◆ **Aim of the exercise**
Retype, without alteration, each line from the line containing "Pin every instance of the interior" to the final line of the records.

◆ **Record extracts**
# # #

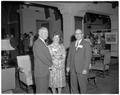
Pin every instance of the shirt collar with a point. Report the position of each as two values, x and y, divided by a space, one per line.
42 40
78 42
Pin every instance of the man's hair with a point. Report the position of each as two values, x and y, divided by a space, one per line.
42 29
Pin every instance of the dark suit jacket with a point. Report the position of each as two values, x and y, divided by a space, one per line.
42 58
79 59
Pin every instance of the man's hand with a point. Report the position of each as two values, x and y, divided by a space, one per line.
68 69
84 72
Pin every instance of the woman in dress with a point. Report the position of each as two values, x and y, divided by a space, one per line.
57 72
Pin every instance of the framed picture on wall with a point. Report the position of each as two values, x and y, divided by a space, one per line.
111 38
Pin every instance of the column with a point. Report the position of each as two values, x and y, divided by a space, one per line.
68 27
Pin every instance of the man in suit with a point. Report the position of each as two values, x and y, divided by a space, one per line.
42 61
79 58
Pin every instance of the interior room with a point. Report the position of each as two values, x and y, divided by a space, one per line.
97 19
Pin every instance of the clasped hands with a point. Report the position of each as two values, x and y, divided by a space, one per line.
83 72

# # #

◆ **Exercise answer**
Pin every instance of the interior room with a point. Report the position of each as two values, x and y, divided by a space, one per line.
97 19
Pin every instance of the clasped hands with a point. Report the position of each as two values, x and y, divided by a space, one per line.
83 72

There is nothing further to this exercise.